» **What the task requires**:
In the records below, find the line that contains "the grassy hillside" and the line that contains "the church steeple". Set down exactly those lines and every line between them, and nothing more.

::: Exercise data :::

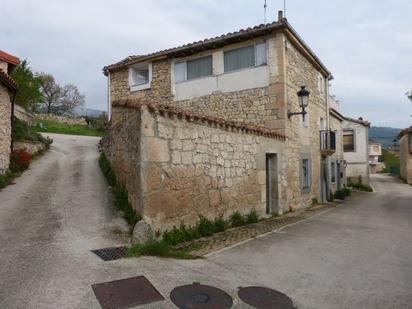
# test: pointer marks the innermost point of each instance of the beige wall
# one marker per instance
(406, 159)
(5, 128)
(190, 168)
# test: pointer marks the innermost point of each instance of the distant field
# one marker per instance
(50, 126)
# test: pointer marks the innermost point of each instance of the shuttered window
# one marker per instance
(245, 57)
(348, 141)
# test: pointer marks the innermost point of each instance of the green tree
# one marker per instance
(29, 94)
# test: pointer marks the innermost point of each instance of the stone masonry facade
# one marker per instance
(190, 168)
(199, 167)
(5, 128)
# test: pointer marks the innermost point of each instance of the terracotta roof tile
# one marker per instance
(9, 58)
(167, 110)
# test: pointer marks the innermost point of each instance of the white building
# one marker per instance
(356, 149)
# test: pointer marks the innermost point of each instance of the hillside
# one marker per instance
(384, 135)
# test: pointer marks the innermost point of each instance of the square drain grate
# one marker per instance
(111, 254)
(126, 293)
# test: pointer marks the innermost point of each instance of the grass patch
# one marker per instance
(121, 196)
(158, 248)
(361, 187)
(50, 126)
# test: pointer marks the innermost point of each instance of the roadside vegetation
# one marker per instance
(51, 126)
(20, 160)
(121, 196)
(166, 247)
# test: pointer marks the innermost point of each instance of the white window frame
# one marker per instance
(184, 63)
(137, 87)
(255, 54)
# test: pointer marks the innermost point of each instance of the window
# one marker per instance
(140, 76)
(193, 69)
(306, 173)
(333, 172)
(245, 57)
(348, 141)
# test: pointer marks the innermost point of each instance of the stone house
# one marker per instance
(337, 176)
(356, 149)
(203, 129)
(375, 153)
(8, 89)
(405, 155)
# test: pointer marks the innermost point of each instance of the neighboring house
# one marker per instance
(203, 129)
(356, 149)
(375, 152)
(8, 89)
(405, 155)
(337, 176)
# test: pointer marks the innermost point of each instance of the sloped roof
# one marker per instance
(220, 41)
(6, 57)
(360, 120)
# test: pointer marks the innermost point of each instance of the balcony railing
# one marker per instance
(327, 142)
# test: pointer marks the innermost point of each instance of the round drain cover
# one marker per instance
(264, 298)
(198, 296)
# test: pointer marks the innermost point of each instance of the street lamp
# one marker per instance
(303, 96)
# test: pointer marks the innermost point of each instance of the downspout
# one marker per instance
(12, 119)
(109, 106)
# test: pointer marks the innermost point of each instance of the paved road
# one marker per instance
(358, 255)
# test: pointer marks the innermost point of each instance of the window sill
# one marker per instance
(140, 87)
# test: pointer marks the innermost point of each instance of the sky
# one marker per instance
(366, 44)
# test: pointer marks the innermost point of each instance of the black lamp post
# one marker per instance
(303, 96)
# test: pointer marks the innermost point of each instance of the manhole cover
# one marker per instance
(111, 254)
(198, 296)
(264, 298)
(126, 293)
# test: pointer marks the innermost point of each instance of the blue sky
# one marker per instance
(367, 44)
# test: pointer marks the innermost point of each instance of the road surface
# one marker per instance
(358, 255)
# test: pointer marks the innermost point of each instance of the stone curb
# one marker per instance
(206, 245)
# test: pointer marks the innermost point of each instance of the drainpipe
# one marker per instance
(12, 119)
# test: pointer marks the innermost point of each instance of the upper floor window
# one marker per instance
(192, 69)
(245, 57)
(140, 76)
(348, 141)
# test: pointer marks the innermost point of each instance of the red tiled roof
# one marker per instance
(6, 57)
(164, 110)
(360, 120)
(8, 81)
(220, 41)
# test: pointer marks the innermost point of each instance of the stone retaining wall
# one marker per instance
(5, 129)
(176, 170)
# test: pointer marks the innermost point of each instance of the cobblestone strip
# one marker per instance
(206, 245)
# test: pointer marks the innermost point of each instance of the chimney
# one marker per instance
(280, 16)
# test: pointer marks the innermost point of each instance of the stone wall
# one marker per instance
(303, 141)
(405, 159)
(190, 168)
(5, 128)
(31, 147)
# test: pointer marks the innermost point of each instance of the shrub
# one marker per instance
(121, 196)
(19, 160)
(252, 217)
(236, 219)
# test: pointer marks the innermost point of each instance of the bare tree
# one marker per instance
(59, 99)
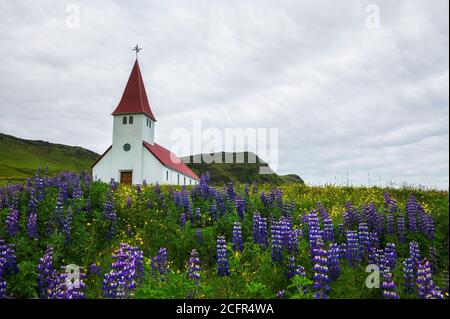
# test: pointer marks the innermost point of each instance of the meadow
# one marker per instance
(234, 241)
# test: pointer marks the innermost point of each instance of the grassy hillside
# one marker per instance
(20, 158)
(237, 172)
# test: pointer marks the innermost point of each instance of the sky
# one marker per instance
(353, 88)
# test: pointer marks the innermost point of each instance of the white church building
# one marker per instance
(134, 157)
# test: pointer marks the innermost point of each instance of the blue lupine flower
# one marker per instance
(237, 237)
(427, 288)
(222, 259)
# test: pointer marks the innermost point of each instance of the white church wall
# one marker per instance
(103, 168)
(127, 134)
(148, 129)
(151, 167)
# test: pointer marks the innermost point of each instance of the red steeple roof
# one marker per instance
(134, 98)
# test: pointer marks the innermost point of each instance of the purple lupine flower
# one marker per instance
(194, 267)
(427, 288)
(314, 233)
(321, 267)
(222, 259)
(199, 236)
(32, 216)
(237, 237)
(414, 251)
(411, 212)
(159, 262)
(293, 269)
(429, 226)
(12, 222)
(67, 225)
(126, 271)
(94, 269)
(260, 234)
(8, 263)
(2, 288)
(182, 220)
(334, 254)
(364, 239)
(46, 274)
(353, 248)
(328, 231)
(408, 270)
(401, 231)
(276, 242)
(390, 255)
(240, 206)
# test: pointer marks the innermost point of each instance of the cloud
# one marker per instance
(344, 97)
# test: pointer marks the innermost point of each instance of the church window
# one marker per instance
(126, 147)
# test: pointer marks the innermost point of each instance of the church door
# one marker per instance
(126, 177)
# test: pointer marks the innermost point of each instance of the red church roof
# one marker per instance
(134, 98)
(169, 159)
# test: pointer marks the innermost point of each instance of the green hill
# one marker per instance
(245, 172)
(20, 158)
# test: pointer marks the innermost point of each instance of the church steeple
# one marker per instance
(134, 99)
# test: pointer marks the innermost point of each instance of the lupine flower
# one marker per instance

:::

» **Response area**:
# test: pointer marks the innermost point of each instance of the grassy hillside
# one marker per instance
(20, 158)
(237, 172)
# test: pointer marks the innermost point of each instance of the sky
# one marker per instance
(353, 88)
# test: pointer marks the innermost point of each instance of the white church building
# one marker per instance
(134, 157)
# test: pointer marks the innermost point of each instance of the blue lupine flower
# one marker per instance
(237, 237)
(427, 288)
(222, 259)
# test: pointer marks the innermost point of each instance of the white church wall
# one marker per instance
(103, 168)
(127, 134)
(148, 129)
(151, 167)
# test: pointer marks the innermost point of each instance of the red steeple roof
# one marker per instance
(134, 98)
# test: pointer marks the innermost point of each instance of the purple lupine flower
# one marker per instance
(194, 267)
(427, 288)
(314, 233)
(321, 267)
(222, 259)
(199, 236)
(32, 216)
(237, 237)
(414, 251)
(411, 212)
(159, 262)
(293, 269)
(429, 226)
(12, 222)
(67, 225)
(126, 271)
(94, 269)
(260, 234)
(8, 263)
(2, 288)
(182, 220)
(334, 254)
(364, 239)
(46, 274)
(353, 248)
(328, 231)
(408, 270)
(401, 231)
(276, 242)
(390, 255)
(240, 206)
# test: pointer marks the innermost point of each instance of the cloud
# one marker per instance
(344, 97)
# test: pointer marks the innermost point of each instance of the church window
# one marker per instance
(126, 147)
# test: pointer marks the innermost point of each instance of the church door
# one marker per instance
(126, 177)
# test: pointer marks the innermost point of each instance of the red church roof
# one marker per instance
(134, 98)
(169, 159)
# test: pointer marks the innermost point of each instance of the green hill
# one marker per instance
(245, 172)
(20, 158)
# test: pointer marks the innermost point of each instance of the church steeple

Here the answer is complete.